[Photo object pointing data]
----------
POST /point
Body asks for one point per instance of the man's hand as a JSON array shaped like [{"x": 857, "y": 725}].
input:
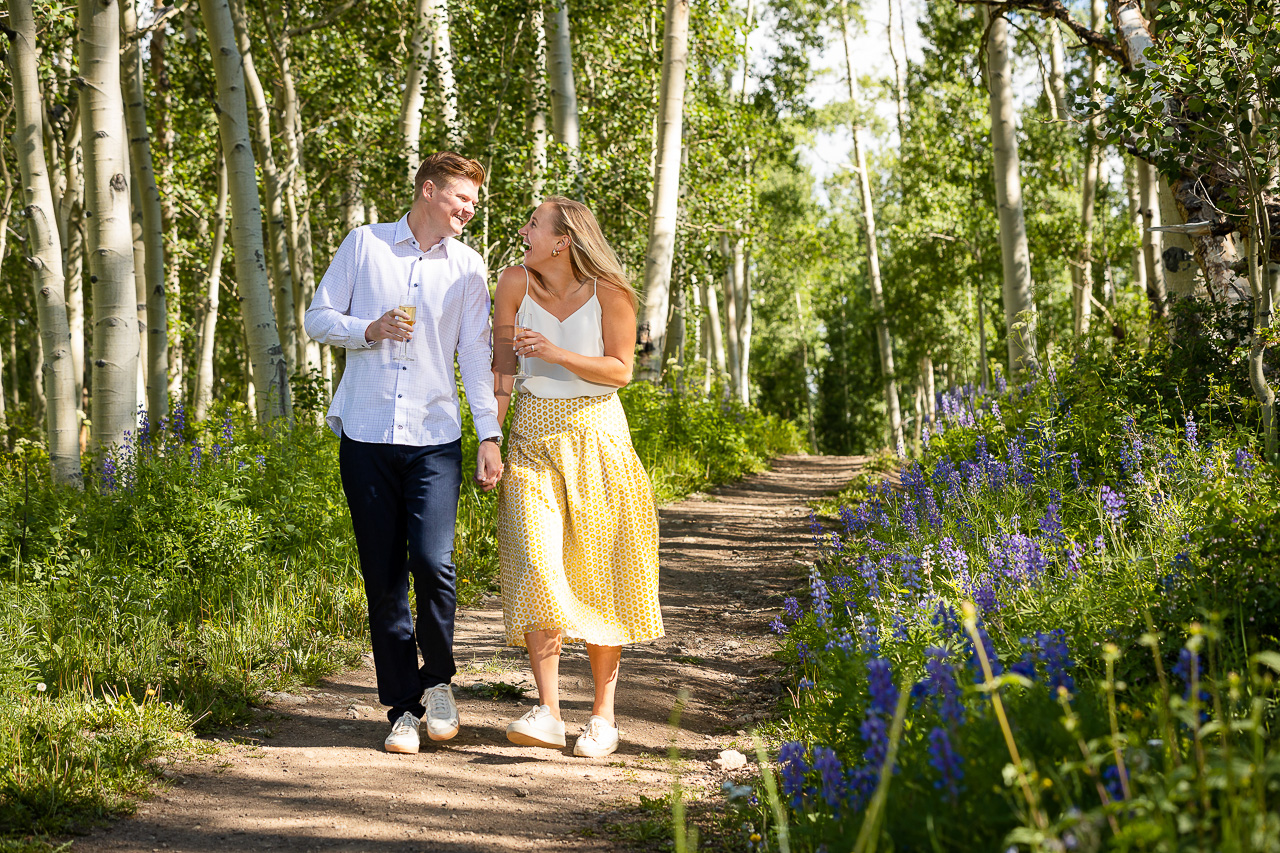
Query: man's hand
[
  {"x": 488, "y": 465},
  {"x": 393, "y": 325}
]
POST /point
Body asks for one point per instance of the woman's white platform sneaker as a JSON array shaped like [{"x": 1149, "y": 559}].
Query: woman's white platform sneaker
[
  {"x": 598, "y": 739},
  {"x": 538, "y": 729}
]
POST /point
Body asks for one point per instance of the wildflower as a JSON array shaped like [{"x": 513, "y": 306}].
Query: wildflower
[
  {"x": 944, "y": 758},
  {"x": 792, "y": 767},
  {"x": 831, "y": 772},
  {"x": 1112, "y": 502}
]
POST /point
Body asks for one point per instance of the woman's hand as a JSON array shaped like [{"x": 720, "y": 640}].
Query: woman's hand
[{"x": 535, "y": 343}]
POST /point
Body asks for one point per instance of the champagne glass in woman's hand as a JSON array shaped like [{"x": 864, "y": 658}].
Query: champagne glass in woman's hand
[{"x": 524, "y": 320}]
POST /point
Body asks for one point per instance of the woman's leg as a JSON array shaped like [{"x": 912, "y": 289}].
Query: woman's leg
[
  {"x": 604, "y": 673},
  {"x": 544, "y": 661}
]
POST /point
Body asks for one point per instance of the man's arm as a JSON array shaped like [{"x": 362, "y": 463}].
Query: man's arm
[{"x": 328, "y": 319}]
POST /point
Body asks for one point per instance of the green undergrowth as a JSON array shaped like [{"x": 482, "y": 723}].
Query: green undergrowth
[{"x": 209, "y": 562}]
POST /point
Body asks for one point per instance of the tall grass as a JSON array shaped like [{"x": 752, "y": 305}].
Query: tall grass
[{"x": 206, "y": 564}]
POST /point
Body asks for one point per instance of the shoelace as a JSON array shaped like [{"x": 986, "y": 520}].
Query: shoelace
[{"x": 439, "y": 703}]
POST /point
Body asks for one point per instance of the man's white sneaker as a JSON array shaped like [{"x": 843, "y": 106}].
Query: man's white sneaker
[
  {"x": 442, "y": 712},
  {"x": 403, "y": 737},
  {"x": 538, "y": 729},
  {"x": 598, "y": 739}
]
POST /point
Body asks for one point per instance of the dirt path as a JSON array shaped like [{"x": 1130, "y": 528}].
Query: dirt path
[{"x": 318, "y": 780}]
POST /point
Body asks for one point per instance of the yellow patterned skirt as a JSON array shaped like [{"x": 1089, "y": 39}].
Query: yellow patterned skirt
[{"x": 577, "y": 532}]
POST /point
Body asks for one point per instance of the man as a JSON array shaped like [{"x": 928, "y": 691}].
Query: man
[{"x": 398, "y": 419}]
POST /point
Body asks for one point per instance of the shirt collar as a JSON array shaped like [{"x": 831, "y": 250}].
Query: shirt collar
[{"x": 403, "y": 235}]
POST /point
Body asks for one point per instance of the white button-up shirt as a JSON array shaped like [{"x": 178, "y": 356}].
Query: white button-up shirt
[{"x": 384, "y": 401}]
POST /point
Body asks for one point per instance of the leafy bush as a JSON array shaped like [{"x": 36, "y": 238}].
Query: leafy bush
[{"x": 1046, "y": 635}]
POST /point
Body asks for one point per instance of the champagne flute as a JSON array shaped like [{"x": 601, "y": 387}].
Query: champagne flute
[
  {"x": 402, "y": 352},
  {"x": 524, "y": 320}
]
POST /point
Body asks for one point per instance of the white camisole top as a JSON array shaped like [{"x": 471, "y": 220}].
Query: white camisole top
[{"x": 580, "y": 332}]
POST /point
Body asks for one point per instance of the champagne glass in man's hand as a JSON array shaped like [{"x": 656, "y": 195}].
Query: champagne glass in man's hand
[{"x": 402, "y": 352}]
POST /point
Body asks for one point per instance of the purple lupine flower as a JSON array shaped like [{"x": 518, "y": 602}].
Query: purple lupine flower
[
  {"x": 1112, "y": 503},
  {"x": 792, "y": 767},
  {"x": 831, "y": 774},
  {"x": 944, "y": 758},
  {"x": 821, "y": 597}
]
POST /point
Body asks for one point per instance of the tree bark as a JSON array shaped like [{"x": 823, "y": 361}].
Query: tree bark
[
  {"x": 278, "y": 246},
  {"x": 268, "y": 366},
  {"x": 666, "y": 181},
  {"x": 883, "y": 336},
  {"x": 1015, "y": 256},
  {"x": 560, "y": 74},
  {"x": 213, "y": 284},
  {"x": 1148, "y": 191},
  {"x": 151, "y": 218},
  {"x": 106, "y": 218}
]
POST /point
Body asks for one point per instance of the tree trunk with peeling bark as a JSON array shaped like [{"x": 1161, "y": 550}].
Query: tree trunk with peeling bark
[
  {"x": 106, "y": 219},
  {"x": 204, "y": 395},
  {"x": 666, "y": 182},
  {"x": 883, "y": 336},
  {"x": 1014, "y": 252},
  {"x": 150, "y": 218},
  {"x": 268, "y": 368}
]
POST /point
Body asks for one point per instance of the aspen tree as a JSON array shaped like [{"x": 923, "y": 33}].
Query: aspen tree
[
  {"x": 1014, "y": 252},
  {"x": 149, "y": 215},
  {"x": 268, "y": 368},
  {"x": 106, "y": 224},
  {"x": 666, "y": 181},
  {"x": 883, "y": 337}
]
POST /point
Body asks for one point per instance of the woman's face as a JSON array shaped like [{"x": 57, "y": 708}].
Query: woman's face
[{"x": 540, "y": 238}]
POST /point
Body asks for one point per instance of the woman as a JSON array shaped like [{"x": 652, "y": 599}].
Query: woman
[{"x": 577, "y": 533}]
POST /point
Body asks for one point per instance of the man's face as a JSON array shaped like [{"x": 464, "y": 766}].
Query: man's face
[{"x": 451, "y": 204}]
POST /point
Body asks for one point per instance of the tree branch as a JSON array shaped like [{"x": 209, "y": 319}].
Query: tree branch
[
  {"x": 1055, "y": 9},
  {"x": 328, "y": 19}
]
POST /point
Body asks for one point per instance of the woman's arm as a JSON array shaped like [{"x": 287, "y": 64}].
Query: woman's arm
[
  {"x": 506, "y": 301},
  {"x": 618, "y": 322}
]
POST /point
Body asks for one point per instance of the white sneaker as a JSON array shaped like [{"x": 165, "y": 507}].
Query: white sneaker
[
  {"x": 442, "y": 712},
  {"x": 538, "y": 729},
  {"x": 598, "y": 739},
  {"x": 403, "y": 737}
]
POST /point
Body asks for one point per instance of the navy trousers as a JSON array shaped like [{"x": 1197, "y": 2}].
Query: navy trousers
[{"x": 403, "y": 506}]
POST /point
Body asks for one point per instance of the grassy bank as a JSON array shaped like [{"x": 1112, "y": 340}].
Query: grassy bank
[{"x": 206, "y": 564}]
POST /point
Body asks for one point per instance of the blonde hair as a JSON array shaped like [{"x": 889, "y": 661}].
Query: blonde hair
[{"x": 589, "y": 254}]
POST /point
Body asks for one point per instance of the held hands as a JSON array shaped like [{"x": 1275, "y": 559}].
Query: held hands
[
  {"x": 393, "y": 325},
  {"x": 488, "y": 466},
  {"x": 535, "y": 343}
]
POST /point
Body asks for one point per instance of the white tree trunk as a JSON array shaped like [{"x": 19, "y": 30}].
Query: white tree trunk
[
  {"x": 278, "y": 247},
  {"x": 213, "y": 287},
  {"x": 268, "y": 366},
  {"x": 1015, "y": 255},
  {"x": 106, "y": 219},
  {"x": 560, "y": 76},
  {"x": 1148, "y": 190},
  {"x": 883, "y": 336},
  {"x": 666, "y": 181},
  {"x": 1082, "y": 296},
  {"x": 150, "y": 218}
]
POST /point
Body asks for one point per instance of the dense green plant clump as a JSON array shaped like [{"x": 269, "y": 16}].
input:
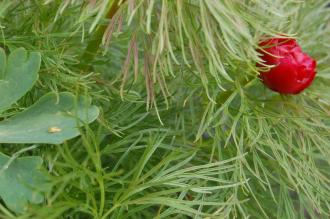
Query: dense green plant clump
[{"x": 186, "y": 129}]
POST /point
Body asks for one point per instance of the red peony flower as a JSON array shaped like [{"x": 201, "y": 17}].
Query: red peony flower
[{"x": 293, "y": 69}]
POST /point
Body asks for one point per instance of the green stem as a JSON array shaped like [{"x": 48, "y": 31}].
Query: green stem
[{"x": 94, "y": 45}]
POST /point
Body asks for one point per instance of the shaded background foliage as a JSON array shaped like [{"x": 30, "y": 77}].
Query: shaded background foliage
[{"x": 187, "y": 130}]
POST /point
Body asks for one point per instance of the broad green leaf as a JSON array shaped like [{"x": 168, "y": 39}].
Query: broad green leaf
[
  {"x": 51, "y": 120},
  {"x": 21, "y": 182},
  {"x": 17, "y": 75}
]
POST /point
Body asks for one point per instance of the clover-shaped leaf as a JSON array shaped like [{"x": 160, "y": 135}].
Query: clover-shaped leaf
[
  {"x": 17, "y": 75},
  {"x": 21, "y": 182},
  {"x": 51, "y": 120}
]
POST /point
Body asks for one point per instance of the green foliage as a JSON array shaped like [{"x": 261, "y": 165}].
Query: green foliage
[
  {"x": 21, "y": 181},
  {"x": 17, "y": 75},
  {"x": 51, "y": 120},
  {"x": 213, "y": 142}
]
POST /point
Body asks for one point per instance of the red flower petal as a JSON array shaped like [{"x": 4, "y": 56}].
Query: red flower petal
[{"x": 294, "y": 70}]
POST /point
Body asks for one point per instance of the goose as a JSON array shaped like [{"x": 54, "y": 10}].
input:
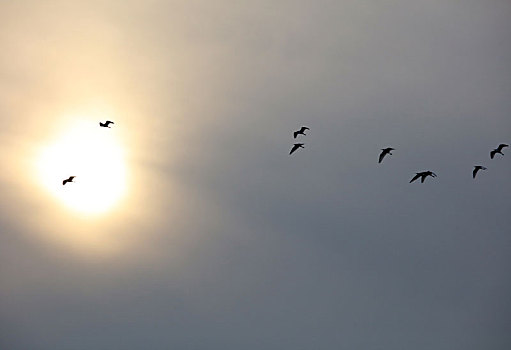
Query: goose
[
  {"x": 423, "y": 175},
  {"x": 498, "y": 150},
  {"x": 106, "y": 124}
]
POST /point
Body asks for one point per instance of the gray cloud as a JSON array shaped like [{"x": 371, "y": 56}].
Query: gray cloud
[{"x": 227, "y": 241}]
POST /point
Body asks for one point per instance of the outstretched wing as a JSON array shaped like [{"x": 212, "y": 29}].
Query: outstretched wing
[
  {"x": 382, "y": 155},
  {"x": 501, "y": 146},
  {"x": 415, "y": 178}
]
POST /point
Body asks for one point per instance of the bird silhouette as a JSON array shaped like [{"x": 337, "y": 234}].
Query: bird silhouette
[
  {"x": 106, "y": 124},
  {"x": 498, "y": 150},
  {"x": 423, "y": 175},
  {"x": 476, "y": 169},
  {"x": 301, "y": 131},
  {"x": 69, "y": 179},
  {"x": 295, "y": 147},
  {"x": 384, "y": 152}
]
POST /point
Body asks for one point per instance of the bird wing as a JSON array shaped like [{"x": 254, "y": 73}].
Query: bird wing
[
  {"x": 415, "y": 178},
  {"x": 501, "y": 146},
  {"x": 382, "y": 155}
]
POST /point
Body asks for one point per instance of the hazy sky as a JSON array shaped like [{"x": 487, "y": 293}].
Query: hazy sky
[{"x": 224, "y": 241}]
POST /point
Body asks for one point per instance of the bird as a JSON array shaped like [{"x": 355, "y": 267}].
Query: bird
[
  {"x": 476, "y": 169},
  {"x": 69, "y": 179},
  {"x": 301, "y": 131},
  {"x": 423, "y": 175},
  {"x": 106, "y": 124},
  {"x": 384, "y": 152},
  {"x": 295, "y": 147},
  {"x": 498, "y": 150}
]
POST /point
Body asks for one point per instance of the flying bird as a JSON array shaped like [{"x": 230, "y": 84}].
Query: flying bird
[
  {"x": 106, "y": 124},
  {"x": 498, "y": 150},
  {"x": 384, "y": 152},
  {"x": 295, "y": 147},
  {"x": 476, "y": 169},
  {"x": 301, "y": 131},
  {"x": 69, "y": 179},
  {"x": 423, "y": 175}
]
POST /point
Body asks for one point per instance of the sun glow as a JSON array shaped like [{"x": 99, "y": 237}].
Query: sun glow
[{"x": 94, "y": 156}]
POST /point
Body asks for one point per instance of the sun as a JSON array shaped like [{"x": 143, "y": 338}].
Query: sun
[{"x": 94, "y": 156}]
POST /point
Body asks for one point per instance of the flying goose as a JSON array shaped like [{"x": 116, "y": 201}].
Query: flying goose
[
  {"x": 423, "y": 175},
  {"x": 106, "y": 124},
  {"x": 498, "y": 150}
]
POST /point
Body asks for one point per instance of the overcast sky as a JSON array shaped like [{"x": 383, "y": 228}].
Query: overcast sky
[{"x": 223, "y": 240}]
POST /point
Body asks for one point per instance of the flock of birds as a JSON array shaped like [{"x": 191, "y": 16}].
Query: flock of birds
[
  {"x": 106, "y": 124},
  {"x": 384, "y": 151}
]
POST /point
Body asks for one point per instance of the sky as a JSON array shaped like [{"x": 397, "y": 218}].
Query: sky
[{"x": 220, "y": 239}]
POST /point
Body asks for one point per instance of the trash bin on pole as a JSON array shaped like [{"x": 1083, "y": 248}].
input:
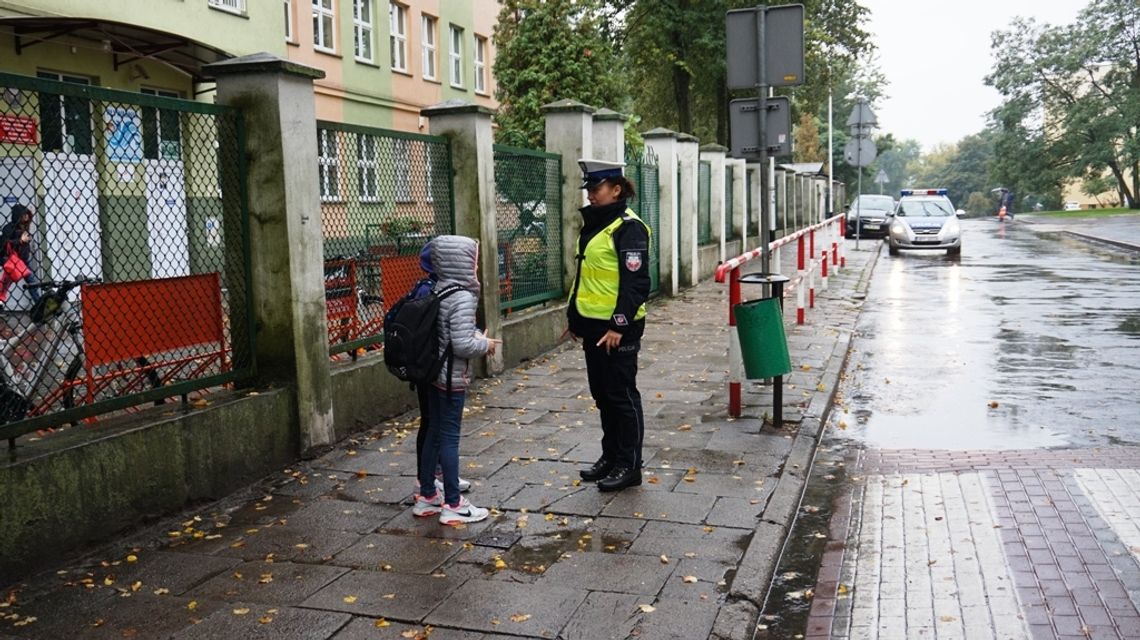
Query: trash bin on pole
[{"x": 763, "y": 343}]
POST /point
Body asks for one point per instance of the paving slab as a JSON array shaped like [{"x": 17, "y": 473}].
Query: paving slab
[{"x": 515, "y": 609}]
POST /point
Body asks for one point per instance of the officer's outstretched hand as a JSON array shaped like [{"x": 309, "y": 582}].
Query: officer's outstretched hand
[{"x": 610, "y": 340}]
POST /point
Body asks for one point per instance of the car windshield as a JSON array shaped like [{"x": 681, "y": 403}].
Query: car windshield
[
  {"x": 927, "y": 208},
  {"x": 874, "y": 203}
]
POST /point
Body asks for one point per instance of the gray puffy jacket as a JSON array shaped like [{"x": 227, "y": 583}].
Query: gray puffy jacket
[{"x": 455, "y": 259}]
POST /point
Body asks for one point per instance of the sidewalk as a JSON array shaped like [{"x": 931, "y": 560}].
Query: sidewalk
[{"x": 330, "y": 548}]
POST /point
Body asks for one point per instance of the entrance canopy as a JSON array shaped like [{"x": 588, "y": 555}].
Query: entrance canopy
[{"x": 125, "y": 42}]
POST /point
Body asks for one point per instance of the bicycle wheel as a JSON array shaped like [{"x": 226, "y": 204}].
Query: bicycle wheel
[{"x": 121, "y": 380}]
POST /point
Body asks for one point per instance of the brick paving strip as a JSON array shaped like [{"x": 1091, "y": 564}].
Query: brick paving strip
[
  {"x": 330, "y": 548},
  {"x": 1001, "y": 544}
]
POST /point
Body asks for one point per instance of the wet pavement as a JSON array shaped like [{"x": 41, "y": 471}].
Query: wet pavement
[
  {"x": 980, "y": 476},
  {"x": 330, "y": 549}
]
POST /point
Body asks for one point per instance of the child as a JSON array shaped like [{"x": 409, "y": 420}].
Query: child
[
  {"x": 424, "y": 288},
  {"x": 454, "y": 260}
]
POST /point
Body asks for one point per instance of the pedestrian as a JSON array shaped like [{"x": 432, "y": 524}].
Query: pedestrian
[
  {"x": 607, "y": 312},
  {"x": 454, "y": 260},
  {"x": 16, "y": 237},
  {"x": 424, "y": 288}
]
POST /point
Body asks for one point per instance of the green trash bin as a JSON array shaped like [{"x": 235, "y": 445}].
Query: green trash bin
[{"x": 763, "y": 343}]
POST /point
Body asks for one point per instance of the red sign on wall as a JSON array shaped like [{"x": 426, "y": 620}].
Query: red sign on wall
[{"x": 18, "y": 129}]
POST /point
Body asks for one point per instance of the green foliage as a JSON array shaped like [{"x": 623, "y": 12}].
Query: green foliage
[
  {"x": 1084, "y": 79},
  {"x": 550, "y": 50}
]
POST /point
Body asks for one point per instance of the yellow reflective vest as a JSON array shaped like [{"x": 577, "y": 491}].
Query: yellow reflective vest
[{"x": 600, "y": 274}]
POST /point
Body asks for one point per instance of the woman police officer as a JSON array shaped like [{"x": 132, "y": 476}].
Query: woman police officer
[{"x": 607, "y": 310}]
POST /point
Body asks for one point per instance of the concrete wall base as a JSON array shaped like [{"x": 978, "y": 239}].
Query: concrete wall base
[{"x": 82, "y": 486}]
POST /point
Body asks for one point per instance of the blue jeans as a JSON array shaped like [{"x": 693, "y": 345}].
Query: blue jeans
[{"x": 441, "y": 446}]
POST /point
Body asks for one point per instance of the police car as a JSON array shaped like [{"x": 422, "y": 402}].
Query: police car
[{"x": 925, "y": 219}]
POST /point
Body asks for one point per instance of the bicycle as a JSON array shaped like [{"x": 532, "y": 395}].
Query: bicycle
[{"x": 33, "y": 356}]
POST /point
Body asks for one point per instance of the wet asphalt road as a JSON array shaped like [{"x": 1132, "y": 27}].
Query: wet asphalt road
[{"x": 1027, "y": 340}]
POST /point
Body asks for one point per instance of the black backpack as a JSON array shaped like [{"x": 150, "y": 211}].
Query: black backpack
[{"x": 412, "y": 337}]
----------
— EXERCISE TASK —
Return every line of the data above that contains the word "outstretched", matching case exactly.

— TASK OUTPUT —
Body asks for one point per instance of the outstretched wing as a JSON array shaped like [{"x": 212, "y": 29}].
Query: outstretched wing
Body asks for one point per instance of the officer's outstretched hand as a JSON array shaped like [{"x": 309, "y": 582}].
Query: officer's outstretched hand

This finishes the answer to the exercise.